# Article start

I absolutely love experimental essays, so it didn't take much for me to excitedly pick up this collection. Night Rooms is told in disparate and fragmented moments from Gina Nutt's life as they mimic the nature of memory. Nutt correlates her life experiences with horror movies, giving greater depth and understanding to the universal themes of grief, identity, and mental health. This collection is a survivor's tale that will open your own eyes to what it is to be alive.
Have you ever heard of Tove Ditlevsen? If you grew up outside of Denmark, chances are you haven't. Ditlevsen was a prominent writer who was born in the 1930s and whose wild nature would have had Hunter S. Thompson blushing. The Copenhagen Trilogy is a groundbreaking, experimental memoir that follows Ditlevsen through her life as she explores how to live her life on her own terms. Full of desire to escape the confines of motherhood and womanhood, Ditlevsen finds herself confined to a different type of dependency than that of what society placed her in. We can all learn something from Ditlevsen and I implore you to take the plunge with this powerful trilogy.
Dantiel W. Moniz astonishes in this striking debut collection. Moniz tackles the female experience with enviable skill. Each story is unrelenting as they dive deep in what it means to be a woman and the violence, grief, and desire that accompanies it. At times, the stories feel surreal but remains viscerally grounded in reality. You will devour this collection and then you'll go back to read it once again. There is no doubt that this collection will stay with you long after you've finished.
Cookbooks freak me out. I usually feel like I need a better skill set in the kitchen before I even glance at a cookbook. I also find myself wishing I was more like Matty Matheson. That being said, I had no fear when I cracked this magnificent cookbook open. Matheson knows how to make the art of cooking more accessible to novices like me, then he throws in his iconic humor and passion for food that makes you feel welcomed into this wild world of his. Matheson is a true culinary genius and anyone who wants to eat like the joyous person Matheson is, should permanently place this cookbook in their kitchen.
Julián Herbert might be one of the wildest and most talented writers living. His collection of short stories, Bring Me the Head of Quentin Tarantino, are chaotic, ruthless, and ambitious as they explore the effects of being a creative in a cruel, vicious world. This collection is not for the faint of heart or the weak of stomach. If you have a love for literary horror and crave something entirely unique, then this title is a must have.
Bro? Bro. Now, I hate Beowulf, or at least I did before I read this masterpiece. This ain't your mother's Beowulf. If you're a purist, then stay away from this translation. But if you are like me, and want to see a classic reinvigorated and the women finally given the voice and power they deserved in the original, then pick up this gem.
Hey, it's me the Mantel fanatic here to try to convince you to read this magnificent woman's writing. If you've never read Hilary Mantel, this collection of her essays is a fantastic place to start. Mantel is fierce, eloquent, and insanely intelligent on every topic that she explores. Mantel's writing is something to behold and is even more impressive when she turns her sights towards the world and history to give her unfiltered, razor-sharp critiques of it all.

# Article end
# Stored records start

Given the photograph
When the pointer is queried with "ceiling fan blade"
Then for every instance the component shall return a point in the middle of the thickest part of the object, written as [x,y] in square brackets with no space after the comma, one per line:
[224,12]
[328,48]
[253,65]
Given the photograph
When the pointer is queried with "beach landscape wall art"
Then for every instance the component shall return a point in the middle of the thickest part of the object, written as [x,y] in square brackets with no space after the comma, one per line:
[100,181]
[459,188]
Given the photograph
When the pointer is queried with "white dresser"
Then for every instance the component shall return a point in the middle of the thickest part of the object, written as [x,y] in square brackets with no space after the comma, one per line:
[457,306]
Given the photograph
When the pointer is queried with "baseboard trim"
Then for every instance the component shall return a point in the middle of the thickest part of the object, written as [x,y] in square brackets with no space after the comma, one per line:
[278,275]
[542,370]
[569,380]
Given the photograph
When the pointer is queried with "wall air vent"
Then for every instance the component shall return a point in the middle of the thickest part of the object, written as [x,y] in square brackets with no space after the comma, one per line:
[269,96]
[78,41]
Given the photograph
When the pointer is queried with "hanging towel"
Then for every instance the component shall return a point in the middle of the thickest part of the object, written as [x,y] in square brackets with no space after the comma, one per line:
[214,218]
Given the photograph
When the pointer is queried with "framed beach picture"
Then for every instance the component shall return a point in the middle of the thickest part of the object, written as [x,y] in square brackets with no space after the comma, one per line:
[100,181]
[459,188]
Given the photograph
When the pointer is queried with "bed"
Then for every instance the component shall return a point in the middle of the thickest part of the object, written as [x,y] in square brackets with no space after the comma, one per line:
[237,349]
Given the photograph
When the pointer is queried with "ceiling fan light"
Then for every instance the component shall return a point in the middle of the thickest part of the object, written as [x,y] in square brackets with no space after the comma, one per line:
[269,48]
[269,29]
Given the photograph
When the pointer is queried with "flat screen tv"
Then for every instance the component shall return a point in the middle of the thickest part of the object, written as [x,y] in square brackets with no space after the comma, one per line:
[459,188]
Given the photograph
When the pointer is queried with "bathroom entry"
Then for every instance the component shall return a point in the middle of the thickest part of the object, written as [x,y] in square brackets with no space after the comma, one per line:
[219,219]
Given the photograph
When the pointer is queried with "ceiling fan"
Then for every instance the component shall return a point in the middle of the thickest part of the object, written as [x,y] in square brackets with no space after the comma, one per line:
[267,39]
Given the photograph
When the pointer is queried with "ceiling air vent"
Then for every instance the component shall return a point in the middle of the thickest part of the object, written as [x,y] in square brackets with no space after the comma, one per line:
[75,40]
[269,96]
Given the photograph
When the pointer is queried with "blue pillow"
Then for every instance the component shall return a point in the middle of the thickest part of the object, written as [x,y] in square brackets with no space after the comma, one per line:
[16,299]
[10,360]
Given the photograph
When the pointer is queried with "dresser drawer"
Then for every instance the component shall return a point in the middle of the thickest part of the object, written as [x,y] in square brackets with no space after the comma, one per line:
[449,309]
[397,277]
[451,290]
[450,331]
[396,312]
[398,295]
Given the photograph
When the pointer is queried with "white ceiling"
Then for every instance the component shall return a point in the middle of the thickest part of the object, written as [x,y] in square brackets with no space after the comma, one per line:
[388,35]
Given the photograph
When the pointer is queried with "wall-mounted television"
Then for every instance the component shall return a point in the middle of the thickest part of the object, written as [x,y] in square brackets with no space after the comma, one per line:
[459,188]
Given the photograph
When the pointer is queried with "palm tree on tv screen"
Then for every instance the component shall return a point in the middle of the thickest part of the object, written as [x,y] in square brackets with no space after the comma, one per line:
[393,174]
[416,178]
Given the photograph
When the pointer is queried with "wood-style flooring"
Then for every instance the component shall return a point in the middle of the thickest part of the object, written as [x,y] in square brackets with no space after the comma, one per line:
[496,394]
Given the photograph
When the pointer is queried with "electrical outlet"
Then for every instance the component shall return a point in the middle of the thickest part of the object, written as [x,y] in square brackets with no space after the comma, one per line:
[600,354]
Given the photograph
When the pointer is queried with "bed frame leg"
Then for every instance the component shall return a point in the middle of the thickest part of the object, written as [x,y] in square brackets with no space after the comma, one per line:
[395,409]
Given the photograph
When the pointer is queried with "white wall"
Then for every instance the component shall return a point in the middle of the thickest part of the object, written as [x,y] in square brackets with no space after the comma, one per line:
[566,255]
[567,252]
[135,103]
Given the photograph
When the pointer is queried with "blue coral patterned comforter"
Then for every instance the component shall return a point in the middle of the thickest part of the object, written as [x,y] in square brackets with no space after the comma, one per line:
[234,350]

# Stored records end

[What this task involves]
Pick up the book recommendations where they end and keep them going.

[Exercise response]
Stephen Graham Jones, you are a master. This is not a typical horror novel, this is a horror masterpiece. I was hooked from the beginning and was I yelling out loud while reading? Absolutely. Jones seamlessly blends the themes of revenge and guilt with the complexity of breaking away from tradition and identity. At the heart of the story, Jones gives insight to how traditional and contemporary Native lives clash and then he surrounds it with gore and edge-of-your-seat-this-is-creepy vibes. I can't say enough about how much I dig this book and how traumatized I am every time I see an elk now.
I'll be honest, I have tried to write this review many times and each time I never seem to find the words to adequately describe how groundbreaking and vital this memoir is. One of the greatest modern day tragedies is how society silences Indigenous Women and Toni Jensen is here to shatter that silence. 'Carry' is heartbreakingly poetic as Jensen describes what it is to be Indigenous in America and the monsters that linger in every part of our 'civilized' society. Her words will haunt you, anger you, and awaken you. I promise that this is a memoir that you will never stop thinking about.
I will preface this by saying that I am a massive Mantel fan and think that she is one of the greatest living writers. She does not disappoint with the conclusion of this epic trilogy. You might know how the tale of Thomas Cromwell ends, but Mantel finds a way to make it just as surprising as if you were a novice to Tudor history. With sharp language, humor, and an almost unsettling insight to these historical events you will be enthralled by this conclusive novel.
Mexican Gothic is the story you need as the weather gets colder and you want a scary story to curl up with. Moreno-Garcia delivers with this atmospheric horror story that pays tribute to the Gothic writers of the past. Set in the misty mountains of Mexico and in the creepiest house imaginable, this story will take you on an utterly hypnotic and unsettling adventure. You won't be able to put this book down as you will keep diving deeper and deeper with our heroine, Noemi, until you discover the truth about the family that lives at High Place.
There is something that is incredibly calming in reading Zadie Smith's Intimations. Smith ruminates on the chaotic times that we live in and tries to make sense of the senseless. Although you could speed read through this in an hour or so, please don't. Sit with her words. Take a step back and hear what she has to say. The world will seem less dire and maybe, just maybe, a little more hopeful.
I am not being hyperbolic when I state that I Hold a Wolf by the Ears is, without a doubt, the best book of 2020. This collection of short stories will haunt you and inspire you. Van den Berg masterfully explores the ever-changing nature of identity, the ghosts that haunt us, and the silent but insidious moments that plague women. These beautifully crafted stories will leave you wanting to revisit them time and time again. I am forever grateful for the day that I picked this book up and I am sure that you will be too.
Hood Feminism is the book that society direly needs. As we search for equality, we need voices like Mikki Kendall's. Kendall doesn't sugarcoat the issues that plague the feminist movement as it has left women of color and their issues outside of the driving narrative. If you are a feminist read this book. If you aren't a feminist read this book. If you don't know where you land, read this book.
The Seep is the type of novel that will stay with you long after you finish. It is also the type of novel that can be devoured in an afternoon, I know I did. In this world, a benign alien invasion begins simply with drinking punch. When the world is stripped of class, race, economic, and mortal barriers it is left with humanity unfiltered. Porter excels in portraying humans trying to find what it is to be happy and how that journey affects all those around us.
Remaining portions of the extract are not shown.